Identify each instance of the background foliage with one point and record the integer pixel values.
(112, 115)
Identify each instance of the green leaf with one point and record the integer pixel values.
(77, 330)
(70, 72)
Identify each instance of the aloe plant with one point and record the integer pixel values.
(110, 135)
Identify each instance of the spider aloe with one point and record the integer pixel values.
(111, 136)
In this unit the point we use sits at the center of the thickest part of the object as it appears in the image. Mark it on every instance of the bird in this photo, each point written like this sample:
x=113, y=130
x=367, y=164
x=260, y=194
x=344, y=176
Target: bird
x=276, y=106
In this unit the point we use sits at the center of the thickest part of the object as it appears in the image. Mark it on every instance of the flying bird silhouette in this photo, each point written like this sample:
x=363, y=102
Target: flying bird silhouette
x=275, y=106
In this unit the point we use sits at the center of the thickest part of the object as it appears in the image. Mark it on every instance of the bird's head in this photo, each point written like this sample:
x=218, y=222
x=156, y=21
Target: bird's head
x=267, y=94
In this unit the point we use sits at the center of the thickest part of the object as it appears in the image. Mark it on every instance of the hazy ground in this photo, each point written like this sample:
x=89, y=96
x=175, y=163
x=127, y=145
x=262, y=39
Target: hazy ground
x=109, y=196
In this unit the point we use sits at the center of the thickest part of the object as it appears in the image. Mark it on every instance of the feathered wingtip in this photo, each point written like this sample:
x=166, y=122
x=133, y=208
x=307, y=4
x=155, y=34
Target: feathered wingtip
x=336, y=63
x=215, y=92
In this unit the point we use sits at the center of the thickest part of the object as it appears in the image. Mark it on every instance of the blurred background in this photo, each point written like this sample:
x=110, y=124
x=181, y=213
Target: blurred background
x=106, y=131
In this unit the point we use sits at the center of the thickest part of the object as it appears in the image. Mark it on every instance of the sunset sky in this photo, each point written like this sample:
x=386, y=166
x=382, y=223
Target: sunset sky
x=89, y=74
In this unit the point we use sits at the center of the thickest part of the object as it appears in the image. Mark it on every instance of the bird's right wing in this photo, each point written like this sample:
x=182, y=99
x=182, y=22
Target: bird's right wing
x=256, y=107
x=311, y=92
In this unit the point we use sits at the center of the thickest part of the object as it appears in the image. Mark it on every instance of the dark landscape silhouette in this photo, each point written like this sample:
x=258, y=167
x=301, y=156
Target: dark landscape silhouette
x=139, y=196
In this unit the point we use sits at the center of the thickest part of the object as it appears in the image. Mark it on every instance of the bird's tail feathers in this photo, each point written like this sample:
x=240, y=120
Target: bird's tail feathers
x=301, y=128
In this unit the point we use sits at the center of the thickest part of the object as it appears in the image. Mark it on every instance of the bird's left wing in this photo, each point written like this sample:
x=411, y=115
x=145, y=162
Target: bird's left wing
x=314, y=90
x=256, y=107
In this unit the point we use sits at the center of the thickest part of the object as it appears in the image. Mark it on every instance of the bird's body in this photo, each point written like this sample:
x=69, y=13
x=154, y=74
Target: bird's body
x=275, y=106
*****
> _TASK STATEMENT_:
Keeping every word and mark as it is, print the entries above.

> _FINAL ANSWER_:
Identify each instance of the background foliage with one point and record the integer pixel values.
(112, 115)
Identify each instance of the green leaf with one point and record the integer pixel values.
(77, 330)
(70, 72)
Identify each instance of the aloe plant with one point and record the integer pixel values.
(110, 135)
Identify each instance of the spider aloe with one point and record the integer pixel values.
(111, 136)
In this unit the point we use sits at the center of the thickest part of the object as it appears in the image. Mark it on every instance of the bird in this photo, each point written like this sample:
x=113, y=130
x=367, y=164
x=260, y=194
x=344, y=176
Target: bird
x=276, y=106
In this unit the point we use sits at the center of the thickest part of the object as it appears in the image. Mark it on every instance of the flying bird silhouette in this photo, each point written like this sample:
x=363, y=102
Target: flying bird silhouette
x=275, y=106
In this unit the point we use sits at the center of the thickest part of the object as it appears in the image. Mark it on every instance of the bird's head in this photo, each point written like this sample:
x=218, y=222
x=156, y=21
Target: bird's head
x=267, y=94
In this unit the point we use sits at the center of the thickest part of the object as it appears in the image. Mark it on every instance of the hazy ground in this photo, each point written like this sample:
x=89, y=96
x=175, y=163
x=127, y=145
x=262, y=39
Target: hazy ground
x=109, y=196
In this unit the point we use sits at the center of the thickest part of the object as it appears in the image. Mark it on every instance of the feathered wingtip in this photo, each point written like this sample:
x=166, y=122
x=133, y=208
x=307, y=4
x=155, y=34
Target: feathered wingtip
x=336, y=63
x=215, y=92
In this unit the point we use sits at the center of the thickest part of the object as it appears in the image. Mark it on every instance of the blurred background in this photo, each point written like this sample:
x=110, y=124
x=181, y=213
Target: blurred background
x=106, y=131
In this unit the point we use sits at the center of the thickest part of the object as it appears in the image. Mark it on every instance of the sunset sky in this photo, each point written like this sample:
x=386, y=166
x=382, y=223
Target: sunset sky
x=89, y=74
In this unit the point we use sits at the center of the thickest part of the object as it appears in the image. Mark it on every instance of the bird's right wing in this photo, each point written like this sample:
x=182, y=99
x=182, y=22
Target: bird's right wing
x=256, y=107
x=311, y=92
In this unit the point we use sits at the center of the thickest part of the object as it appears in the image. Mark it on every instance of the dark landscape silhouette in this photo, each point written like this sample:
x=258, y=167
x=301, y=156
Target: dark landscape silhouette
x=139, y=196
In this unit the point we use sits at the center of the thickest part of the object as it appears in the image. Mark it on every instance of the bird's tail feathers in this photo, each point written like this sample:
x=240, y=120
Target: bird's tail feathers
x=301, y=128
In this unit the point we use sits at the center of the thickest part of the object as it appears in the image. Mark it on every instance of the bird's left wing in this photo, each point written like this sample:
x=411, y=115
x=145, y=162
Target: bird's left wing
x=314, y=90
x=256, y=107
In this unit the point we use sits at the center of the thickest part of the object as it appears in the image. Mark it on every instance of the bird's body in this photo, each point written like this sample:
x=69, y=13
x=154, y=74
Target: bird's body
x=275, y=106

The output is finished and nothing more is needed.